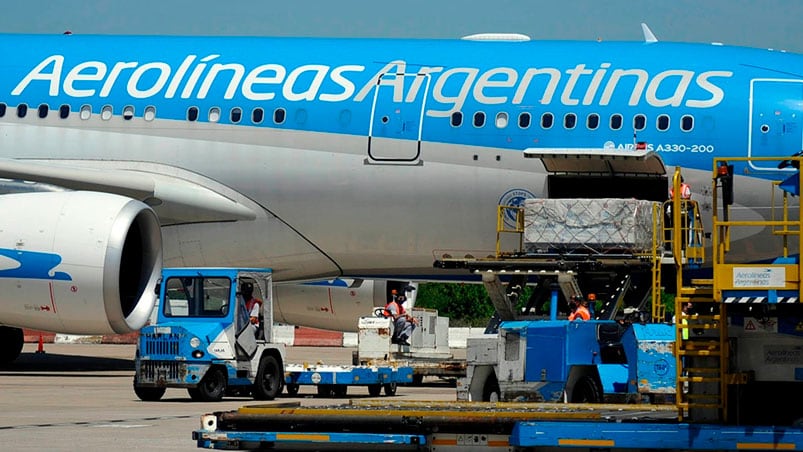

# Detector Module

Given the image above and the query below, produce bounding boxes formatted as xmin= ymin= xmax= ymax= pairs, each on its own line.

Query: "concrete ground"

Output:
xmin=0 ymin=344 xmax=458 ymax=451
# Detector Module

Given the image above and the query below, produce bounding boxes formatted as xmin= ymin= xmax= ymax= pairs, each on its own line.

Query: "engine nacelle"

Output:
xmin=273 ymin=278 xmax=417 ymax=331
xmin=0 ymin=191 xmax=162 ymax=334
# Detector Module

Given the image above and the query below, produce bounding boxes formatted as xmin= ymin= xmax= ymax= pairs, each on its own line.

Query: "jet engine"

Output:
xmin=273 ymin=278 xmax=417 ymax=331
xmin=0 ymin=191 xmax=162 ymax=334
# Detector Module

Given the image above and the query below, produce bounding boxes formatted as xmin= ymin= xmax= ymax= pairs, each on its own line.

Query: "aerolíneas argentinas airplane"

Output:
xmin=0 ymin=30 xmax=803 ymax=360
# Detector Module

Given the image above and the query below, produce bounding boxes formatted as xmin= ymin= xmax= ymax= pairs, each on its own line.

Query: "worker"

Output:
xmin=569 ymin=295 xmax=591 ymax=321
xmin=240 ymin=282 xmax=262 ymax=326
xmin=669 ymin=176 xmax=691 ymax=201
xmin=569 ymin=295 xmax=591 ymax=320
xmin=382 ymin=294 xmax=416 ymax=345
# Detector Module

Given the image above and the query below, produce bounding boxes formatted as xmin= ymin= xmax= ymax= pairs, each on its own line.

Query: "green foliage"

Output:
xmin=415 ymin=283 xmax=530 ymax=326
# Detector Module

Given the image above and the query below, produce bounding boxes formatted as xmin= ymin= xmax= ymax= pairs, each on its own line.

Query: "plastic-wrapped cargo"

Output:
xmin=524 ymin=198 xmax=663 ymax=253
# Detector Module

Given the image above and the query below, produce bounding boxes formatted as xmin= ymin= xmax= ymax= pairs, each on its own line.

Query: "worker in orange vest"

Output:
xmin=569 ymin=295 xmax=591 ymax=321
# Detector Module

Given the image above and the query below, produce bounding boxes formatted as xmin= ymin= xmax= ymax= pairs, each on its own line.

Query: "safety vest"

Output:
xmin=669 ymin=182 xmax=691 ymax=199
xmin=569 ymin=305 xmax=591 ymax=320
xmin=382 ymin=301 xmax=404 ymax=318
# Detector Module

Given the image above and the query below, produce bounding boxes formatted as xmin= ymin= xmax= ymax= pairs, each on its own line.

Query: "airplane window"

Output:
xmin=474 ymin=111 xmax=485 ymax=127
xmin=519 ymin=112 xmax=532 ymax=129
xmin=658 ymin=115 xmax=669 ymax=131
xmin=81 ymin=105 xmax=92 ymax=120
xmin=452 ymin=111 xmax=463 ymax=127
xmin=251 ymin=108 xmax=265 ymax=124
xmin=633 ymin=115 xmax=647 ymax=130
xmin=563 ymin=113 xmax=577 ymax=129
xmin=187 ymin=107 xmax=198 ymax=122
xmin=296 ymin=108 xmax=307 ymax=124
xmin=142 ymin=105 xmax=156 ymax=121
xmin=541 ymin=113 xmax=555 ymax=129
xmin=273 ymin=108 xmax=287 ymax=124
xmin=496 ymin=111 xmax=508 ymax=129
xmin=100 ymin=105 xmax=112 ymax=121
xmin=209 ymin=107 xmax=220 ymax=122
xmin=611 ymin=113 xmax=622 ymax=130
xmin=680 ymin=115 xmax=694 ymax=132
xmin=586 ymin=113 xmax=599 ymax=130
xmin=229 ymin=107 xmax=243 ymax=124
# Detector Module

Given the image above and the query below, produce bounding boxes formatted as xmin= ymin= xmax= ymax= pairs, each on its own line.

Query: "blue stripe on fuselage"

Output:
xmin=0 ymin=35 xmax=803 ymax=170
xmin=0 ymin=248 xmax=72 ymax=281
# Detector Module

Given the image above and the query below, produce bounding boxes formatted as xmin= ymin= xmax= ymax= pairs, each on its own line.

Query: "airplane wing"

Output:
xmin=0 ymin=159 xmax=256 ymax=226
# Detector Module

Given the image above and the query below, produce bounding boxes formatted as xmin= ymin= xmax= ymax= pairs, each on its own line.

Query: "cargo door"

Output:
xmin=747 ymin=79 xmax=803 ymax=170
xmin=368 ymin=73 xmax=430 ymax=163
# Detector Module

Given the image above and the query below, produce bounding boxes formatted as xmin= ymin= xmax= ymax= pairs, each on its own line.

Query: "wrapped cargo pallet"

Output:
xmin=524 ymin=198 xmax=663 ymax=253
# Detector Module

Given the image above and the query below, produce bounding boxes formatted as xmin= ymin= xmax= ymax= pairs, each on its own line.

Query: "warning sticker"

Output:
xmin=733 ymin=267 xmax=786 ymax=287
xmin=744 ymin=317 xmax=778 ymax=333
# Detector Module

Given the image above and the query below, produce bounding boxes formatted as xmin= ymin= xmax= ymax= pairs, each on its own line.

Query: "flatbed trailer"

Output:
xmin=284 ymin=364 xmax=413 ymax=397
xmin=193 ymin=400 xmax=803 ymax=451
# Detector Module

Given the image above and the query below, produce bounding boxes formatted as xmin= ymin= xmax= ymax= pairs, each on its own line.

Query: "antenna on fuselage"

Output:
xmin=641 ymin=22 xmax=658 ymax=43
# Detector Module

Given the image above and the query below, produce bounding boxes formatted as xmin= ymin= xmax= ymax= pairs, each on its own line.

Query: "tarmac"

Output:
xmin=0 ymin=344 xmax=465 ymax=451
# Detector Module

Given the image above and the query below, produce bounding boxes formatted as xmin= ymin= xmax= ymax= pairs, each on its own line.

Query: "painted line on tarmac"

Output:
xmin=0 ymin=414 xmax=198 ymax=430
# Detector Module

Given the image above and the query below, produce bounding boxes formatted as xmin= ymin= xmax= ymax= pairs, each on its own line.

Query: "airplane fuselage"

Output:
xmin=0 ymin=35 xmax=803 ymax=280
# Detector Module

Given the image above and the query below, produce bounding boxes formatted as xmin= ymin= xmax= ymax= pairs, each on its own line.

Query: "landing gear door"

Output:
xmin=368 ymin=73 xmax=431 ymax=163
xmin=747 ymin=79 xmax=803 ymax=171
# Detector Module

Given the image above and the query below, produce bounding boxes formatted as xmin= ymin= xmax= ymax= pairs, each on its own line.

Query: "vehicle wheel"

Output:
xmin=482 ymin=374 xmax=500 ymax=402
xmin=187 ymin=388 xmax=203 ymax=402
xmin=284 ymin=383 xmax=301 ymax=395
xmin=318 ymin=385 xmax=335 ymax=397
xmin=334 ymin=385 xmax=349 ymax=397
xmin=197 ymin=368 xmax=226 ymax=402
xmin=0 ymin=326 xmax=25 ymax=364
xmin=134 ymin=379 xmax=167 ymax=402
xmin=571 ymin=375 xmax=602 ymax=403
xmin=252 ymin=356 xmax=284 ymax=400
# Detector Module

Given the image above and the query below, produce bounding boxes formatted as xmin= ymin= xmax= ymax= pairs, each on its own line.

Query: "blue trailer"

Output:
xmin=285 ymin=364 xmax=413 ymax=397
xmin=458 ymin=320 xmax=675 ymax=403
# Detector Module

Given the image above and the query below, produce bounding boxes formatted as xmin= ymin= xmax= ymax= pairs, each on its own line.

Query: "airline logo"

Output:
xmin=0 ymin=248 xmax=72 ymax=281
xmin=11 ymin=54 xmax=733 ymax=117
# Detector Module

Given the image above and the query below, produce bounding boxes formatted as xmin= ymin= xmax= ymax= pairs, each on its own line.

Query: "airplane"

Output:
xmin=0 ymin=30 xmax=803 ymax=362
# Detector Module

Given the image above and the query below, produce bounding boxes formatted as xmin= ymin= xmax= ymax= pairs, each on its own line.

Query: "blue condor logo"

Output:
xmin=11 ymin=54 xmax=733 ymax=117
xmin=0 ymin=248 xmax=72 ymax=281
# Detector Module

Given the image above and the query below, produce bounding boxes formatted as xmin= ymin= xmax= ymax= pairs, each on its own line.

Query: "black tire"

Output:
xmin=570 ymin=375 xmax=602 ymax=403
xmin=318 ymin=385 xmax=335 ymax=397
xmin=482 ymin=373 xmax=501 ymax=402
xmin=197 ymin=367 xmax=226 ymax=402
xmin=134 ymin=378 xmax=167 ymax=402
xmin=252 ymin=355 xmax=284 ymax=400
xmin=187 ymin=388 xmax=203 ymax=402
xmin=284 ymin=383 xmax=301 ymax=396
xmin=0 ymin=326 xmax=25 ymax=364
xmin=334 ymin=385 xmax=349 ymax=397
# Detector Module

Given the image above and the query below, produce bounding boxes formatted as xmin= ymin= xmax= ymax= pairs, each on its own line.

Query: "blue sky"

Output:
xmin=0 ymin=0 xmax=803 ymax=53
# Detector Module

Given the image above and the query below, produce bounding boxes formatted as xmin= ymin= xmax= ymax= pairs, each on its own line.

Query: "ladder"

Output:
xmin=670 ymin=169 xmax=729 ymax=422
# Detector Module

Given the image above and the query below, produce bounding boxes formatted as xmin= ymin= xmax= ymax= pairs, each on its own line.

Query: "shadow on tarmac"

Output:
xmin=0 ymin=353 xmax=134 ymax=377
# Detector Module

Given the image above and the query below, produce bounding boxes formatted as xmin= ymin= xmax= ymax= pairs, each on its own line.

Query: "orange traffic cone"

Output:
xmin=36 ymin=333 xmax=45 ymax=353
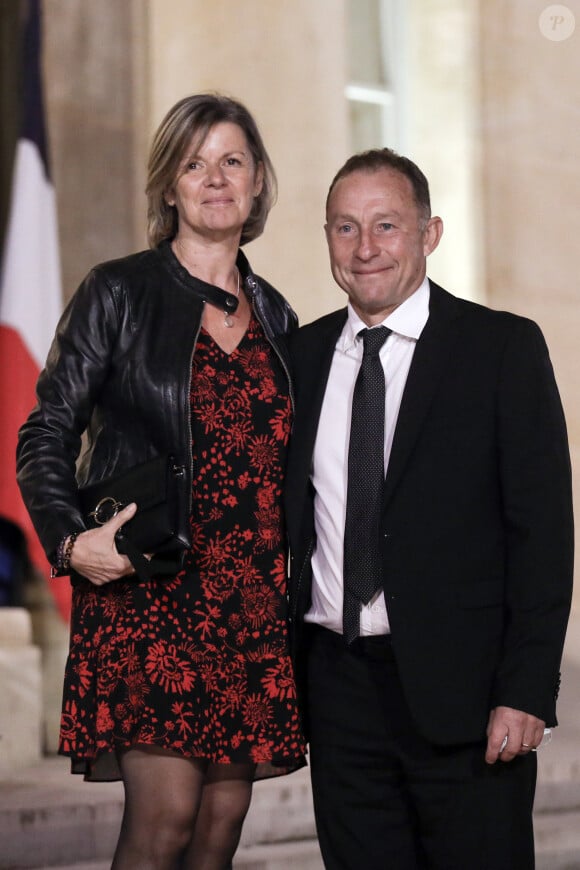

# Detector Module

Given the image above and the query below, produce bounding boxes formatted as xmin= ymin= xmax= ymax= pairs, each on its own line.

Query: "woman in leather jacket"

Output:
xmin=18 ymin=94 xmax=305 ymax=870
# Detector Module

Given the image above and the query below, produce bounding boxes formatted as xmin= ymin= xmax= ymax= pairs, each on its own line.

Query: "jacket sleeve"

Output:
xmin=16 ymin=269 xmax=119 ymax=560
xmin=494 ymin=319 xmax=574 ymax=725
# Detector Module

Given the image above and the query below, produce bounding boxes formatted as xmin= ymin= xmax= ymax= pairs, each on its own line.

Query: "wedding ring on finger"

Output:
xmin=499 ymin=728 xmax=552 ymax=755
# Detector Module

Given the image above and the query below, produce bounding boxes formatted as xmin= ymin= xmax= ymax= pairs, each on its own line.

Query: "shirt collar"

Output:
xmin=339 ymin=276 xmax=430 ymax=351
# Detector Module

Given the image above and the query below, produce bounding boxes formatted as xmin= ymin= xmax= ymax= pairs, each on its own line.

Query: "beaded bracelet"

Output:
xmin=50 ymin=532 xmax=80 ymax=577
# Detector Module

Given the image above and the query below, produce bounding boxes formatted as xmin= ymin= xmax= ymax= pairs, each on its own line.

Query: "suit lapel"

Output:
xmin=383 ymin=281 xmax=460 ymax=506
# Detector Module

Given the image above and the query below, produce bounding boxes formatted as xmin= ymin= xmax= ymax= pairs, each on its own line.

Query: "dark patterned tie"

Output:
xmin=343 ymin=326 xmax=391 ymax=643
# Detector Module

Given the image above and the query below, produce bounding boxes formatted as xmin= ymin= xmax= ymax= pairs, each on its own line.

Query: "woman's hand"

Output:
xmin=70 ymin=504 xmax=137 ymax=586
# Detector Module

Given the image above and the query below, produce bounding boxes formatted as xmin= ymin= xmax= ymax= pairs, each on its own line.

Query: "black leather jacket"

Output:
xmin=17 ymin=242 xmax=297 ymax=561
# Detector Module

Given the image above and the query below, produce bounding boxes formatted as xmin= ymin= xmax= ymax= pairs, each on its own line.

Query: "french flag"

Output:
xmin=0 ymin=0 xmax=71 ymax=620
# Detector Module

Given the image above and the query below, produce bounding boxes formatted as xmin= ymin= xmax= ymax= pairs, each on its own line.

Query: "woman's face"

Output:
xmin=165 ymin=122 xmax=264 ymax=241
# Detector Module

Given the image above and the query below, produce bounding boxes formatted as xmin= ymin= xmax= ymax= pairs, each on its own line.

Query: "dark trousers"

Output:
xmin=308 ymin=628 xmax=536 ymax=870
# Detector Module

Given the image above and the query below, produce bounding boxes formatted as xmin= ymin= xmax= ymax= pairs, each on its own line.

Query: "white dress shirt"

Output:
xmin=305 ymin=278 xmax=429 ymax=635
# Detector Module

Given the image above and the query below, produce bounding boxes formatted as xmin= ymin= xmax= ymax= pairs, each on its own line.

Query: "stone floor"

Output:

•••

## TASK OBJECTIVE
Reproduce the material from its start through the line containing "xmin=0 ymin=344 xmax=458 ymax=451", both ends included, and leave the pictures out.

## RESULT
# Detector Module

Given the image above and the query below, produce bounding boxes formatted as xmin= ymin= xmax= ymax= pairs, each on its own line.

Query: "concrete ground"

Output:
xmin=0 ymin=344 xmax=458 ymax=451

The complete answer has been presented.